>>>

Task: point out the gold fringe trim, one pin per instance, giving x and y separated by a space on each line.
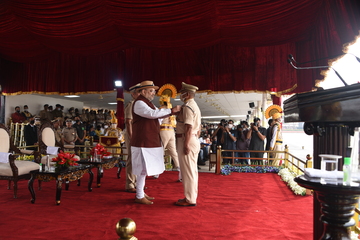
56 93
278 94
331 61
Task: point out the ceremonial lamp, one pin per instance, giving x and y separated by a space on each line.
120 104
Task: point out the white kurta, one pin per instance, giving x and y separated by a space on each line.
149 159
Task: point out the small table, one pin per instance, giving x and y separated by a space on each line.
337 205
104 163
68 175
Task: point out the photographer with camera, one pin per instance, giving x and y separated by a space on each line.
243 143
218 137
257 134
230 136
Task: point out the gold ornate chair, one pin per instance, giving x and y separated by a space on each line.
11 169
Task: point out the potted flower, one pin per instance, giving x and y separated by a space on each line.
99 151
65 160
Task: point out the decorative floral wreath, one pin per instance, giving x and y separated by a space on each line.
168 90
271 110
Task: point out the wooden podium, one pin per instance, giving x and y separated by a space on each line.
330 116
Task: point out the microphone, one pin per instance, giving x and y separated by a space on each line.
291 59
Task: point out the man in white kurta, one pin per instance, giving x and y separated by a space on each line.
146 148
277 139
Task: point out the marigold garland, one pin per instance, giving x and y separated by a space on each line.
65 159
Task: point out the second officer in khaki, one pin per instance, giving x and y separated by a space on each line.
187 144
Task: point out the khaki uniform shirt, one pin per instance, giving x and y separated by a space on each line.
58 135
128 110
69 134
189 114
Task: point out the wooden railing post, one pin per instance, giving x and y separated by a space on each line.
218 160
309 162
286 157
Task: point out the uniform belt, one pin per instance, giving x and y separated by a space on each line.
179 135
166 127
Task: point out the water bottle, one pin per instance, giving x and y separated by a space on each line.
347 171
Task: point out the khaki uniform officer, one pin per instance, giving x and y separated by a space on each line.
277 139
187 143
130 184
69 134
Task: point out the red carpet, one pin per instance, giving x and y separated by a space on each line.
239 206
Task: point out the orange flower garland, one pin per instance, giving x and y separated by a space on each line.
65 159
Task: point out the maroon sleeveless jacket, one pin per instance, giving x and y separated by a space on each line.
146 132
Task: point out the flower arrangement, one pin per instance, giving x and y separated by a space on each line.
228 169
65 160
288 177
100 151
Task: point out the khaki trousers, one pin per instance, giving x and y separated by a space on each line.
130 178
168 140
188 167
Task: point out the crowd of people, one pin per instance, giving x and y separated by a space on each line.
71 127
241 137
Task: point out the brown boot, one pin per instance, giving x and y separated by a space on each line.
143 201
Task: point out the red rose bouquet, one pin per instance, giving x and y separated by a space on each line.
65 160
99 151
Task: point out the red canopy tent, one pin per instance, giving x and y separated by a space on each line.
82 46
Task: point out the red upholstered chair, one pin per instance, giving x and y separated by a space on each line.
10 169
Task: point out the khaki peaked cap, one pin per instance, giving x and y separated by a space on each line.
188 88
134 87
147 84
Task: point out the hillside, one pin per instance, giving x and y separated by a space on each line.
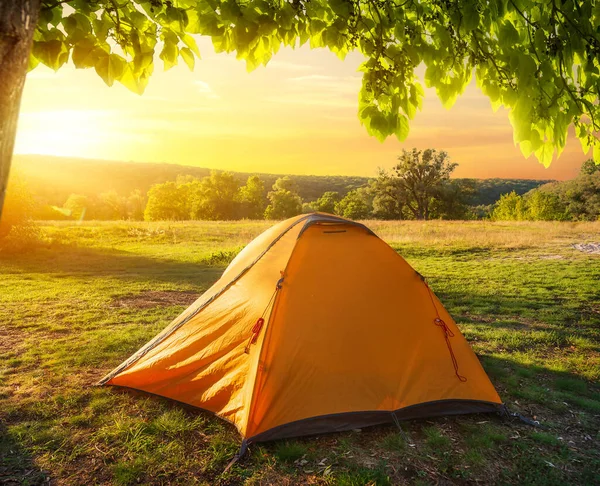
53 179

<<<

Task statement:
Omit all pictures, and repeat exactly the lines from the line containing "Task: point out the brown" through the end of the data.

Written response:
Task: point out the brown boot, one pin per instance, giving x and y separated by a space on each line.
143 201
Task: point out the red rose bouquet, one pin per instance, giving x and y separated by a space on each line.
65 160
99 151
Task: point out the red canopy tent, one pin per instance, giving x and y separated by a space on each line.
82 46
Task: point out the red upholstered chair, one pin per instance, giving x and y separated by a space on each line.
10 169
Task: point out the khaki peaked cap, one pin per instance, giving x and y separated by a space on each line.
188 88
134 87
147 84
Task: point out the hillside, one pin per instance, giving x and y separated by a space on each line.
53 179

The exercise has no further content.